▶ _Written instruction_
Reproduce the material below verbatim, leaving every line as it stands.

▶ _Records shown_
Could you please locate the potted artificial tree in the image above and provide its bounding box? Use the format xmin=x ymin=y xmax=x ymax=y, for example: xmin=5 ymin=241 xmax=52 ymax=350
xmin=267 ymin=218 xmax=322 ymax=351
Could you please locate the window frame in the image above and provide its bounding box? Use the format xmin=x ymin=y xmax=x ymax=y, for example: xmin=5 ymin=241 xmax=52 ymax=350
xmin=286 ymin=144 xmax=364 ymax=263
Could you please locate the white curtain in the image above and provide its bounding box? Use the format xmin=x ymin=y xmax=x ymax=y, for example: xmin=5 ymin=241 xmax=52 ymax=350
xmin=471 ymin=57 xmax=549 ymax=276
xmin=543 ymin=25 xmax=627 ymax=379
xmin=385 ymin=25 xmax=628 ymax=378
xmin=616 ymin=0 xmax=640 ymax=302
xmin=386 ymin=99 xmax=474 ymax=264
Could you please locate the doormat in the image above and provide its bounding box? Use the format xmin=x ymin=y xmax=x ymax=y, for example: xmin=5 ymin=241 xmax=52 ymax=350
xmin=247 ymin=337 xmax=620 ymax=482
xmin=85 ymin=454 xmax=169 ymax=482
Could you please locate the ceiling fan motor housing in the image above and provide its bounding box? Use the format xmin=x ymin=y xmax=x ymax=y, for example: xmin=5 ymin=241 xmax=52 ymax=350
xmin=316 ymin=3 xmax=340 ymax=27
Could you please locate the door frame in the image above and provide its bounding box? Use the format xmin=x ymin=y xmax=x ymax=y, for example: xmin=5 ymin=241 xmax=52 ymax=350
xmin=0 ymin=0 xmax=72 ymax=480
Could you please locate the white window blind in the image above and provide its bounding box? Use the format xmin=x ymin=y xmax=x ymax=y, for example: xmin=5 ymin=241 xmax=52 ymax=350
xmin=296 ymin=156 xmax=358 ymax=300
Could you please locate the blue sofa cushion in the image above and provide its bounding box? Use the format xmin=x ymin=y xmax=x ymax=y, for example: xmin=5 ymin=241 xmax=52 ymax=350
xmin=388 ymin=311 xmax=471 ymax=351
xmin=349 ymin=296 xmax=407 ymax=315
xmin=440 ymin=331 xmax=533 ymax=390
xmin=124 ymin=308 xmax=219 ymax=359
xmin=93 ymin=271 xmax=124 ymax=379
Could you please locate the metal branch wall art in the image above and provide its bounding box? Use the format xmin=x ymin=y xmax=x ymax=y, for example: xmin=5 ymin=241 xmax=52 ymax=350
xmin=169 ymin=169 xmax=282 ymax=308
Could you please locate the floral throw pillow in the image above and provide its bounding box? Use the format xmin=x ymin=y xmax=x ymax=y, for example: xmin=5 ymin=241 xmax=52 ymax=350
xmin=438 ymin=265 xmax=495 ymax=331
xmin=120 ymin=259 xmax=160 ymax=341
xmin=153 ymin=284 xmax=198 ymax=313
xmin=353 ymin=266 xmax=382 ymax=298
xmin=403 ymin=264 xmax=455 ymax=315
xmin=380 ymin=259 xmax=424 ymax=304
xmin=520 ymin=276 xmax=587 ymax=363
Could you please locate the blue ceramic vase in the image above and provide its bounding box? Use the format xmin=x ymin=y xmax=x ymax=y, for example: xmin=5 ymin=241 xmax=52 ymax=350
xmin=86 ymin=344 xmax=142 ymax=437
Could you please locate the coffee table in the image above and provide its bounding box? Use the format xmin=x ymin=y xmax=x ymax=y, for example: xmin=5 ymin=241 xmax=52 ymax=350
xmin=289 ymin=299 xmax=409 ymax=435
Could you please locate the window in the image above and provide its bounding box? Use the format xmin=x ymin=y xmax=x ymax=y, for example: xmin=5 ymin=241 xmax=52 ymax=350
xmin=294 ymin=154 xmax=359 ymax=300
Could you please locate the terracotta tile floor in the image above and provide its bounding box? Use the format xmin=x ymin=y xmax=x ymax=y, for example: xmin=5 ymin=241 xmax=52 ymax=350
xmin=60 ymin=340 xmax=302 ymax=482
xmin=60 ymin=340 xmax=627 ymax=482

▶ _Task response_
Could you please locate the potted artificial tree in the image above and provide its bounding box? Use the format xmin=x ymin=y xmax=x ymax=y, for example: xmin=5 ymin=241 xmax=52 ymax=350
xmin=267 ymin=218 xmax=322 ymax=351
Could you please locate the window frame in the image above and provide its bounding box? Use the format xmin=x ymin=y xmax=x ymax=y, for example: xmin=5 ymin=241 xmax=52 ymax=350
xmin=286 ymin=144 xmax=364 ymax=263
Could you please locate the white curtain in the image above and provide its bounding box? Use the format xmin=x ymin=y xmax=x ymax=y, for example: xmin=5 ymin=241 xmax=52 ymax=350
xmin=471 ymin=57 xmax=549 ymax=276
xmin=543 ymin=25 xmax=627 ymax=379
xmin=385 ymin=25 xmax=628 ymax=378
xmin=616 ymin=0 xmax=640 ymax=302
xmin=386 ymin=99 xmax=474 ymax=264
Could you please locate the doormat in the image above and provide its bounding box? Use the format xmin=x ymin=y xmax=x ymax=y, for example: xmin=5 ymin=241 xmax=52 ymax=350
xmin=247 ymin=337 xmax=620 ymax=482
xmin=85 ymin=454 xmax=169 ymax=482
Could you please locate the ceiling fan motor housing in the image above and provide its bounding box? Use the format xmin=x ymin=y xmax=x ymax=y, for example: xmin=5 ymin=241 xmax=52 ymax=350
xmin=316 ymin=3 xmax=340 ymax=27
Could you please locate the door frame in the image above and provide its bounding box? Use the format xmin=x ymin=y xmax=x ymax=y, for example: xmin=5 ymin=241 xmax=52 ymax=350
xmin=0 ymin=0 xmax=72 ymax=480
Could you please locate the white window blind in the image above and provide its bounding box? Use the format xmin=x ymin=y xmax=x ymax=y, for example: xmin=5 ymin=241 xmax=52 ymax=350
xmin=296 ymin=156 xmax=358 ymax=300
Could you please locate the blue sofa cushion in the image above and provide its bounding box? Use the format xmin=x ymin=y xmax=x ymax=y, for example: xmin=5 ymin=241 xmax=52 ymax=350
xmin=388 ymin=311 xmax=471 ymax=351
xmin=349 ymin=296 xmax=407 ymax=315
xmin=440 ymin=331 xmax=533 ymax=390
xmin=124 ymin=308 xmax=219 ymax=359
xmin=93 ymin=271 xmax=124 ymax=379
Could you please locate the metal branch wall art in the image above and provide its bounding box? Use the format xmin=x ymin=y xmax=x ymax=y, for example: xmin=5 ymin=241 xmax=52 ymax=350
xmin=169 ymin=169 xmax=282 ymax=308
Could you please locate the floral throw pillow in the image above and provide its bounding box? Use the format xmin=x ymin=y xmax=x ymax=y, for example: xmin=5 ymin=241 xmax=52 ymax=350
xmin=438 ymin=265 xmax=495 ymax=331
xmin=120 ymin=259 xmax=160 ymax=341
xmin=153 ymin=284 xmax=198 ymax=313
xmin=353 ymin=266 xmax=382 ymax=298
xmin=403 ymin=264 xmax=455 ymax=315
xmin=380 ymin=259 xmax=424 ymax=304
xmin=520 ymin=276 xmax=587 ymax=363
Could you please locate the blue ceramic vase in the image above and provide its bounding box? Use the format xmin=x ymin=y xmax=x ymax=y, for example: xmin=5 ymin=241 xmax=52 ymax=350
xmin=86 ymin=344 xmax=142 ymax=437
Could you please locate the coffee table in the image above and provide its bounding box? Use the format xmin=x ymin=y xmax=x ymax=y, for example: xmin=5 ymin=241 xmax=52 ymax=350
xmin=289 ymin=299 xmax=409 ymax=435
Could you please locate the window in the image above and provide its bounding box? Use the format xmin=x ymin=y xmax=x ymax=y, for example: xmin=5 ymin=241 xmax=52 ymax=350
xmin=294 ymin=154 xmax=359 ymax=300
Could you please locate the terracotta tile floor in the image above and provide its bounding box? Use the format xmin=x ymin=y xmax=x ymax=y, for example: xmin=5 ymin=241 xmax=52 ymax=350
xmin=60 ymin=340 xmax=302 ymax=482
xmin=60 ymin=340 xmax=627 ymax=482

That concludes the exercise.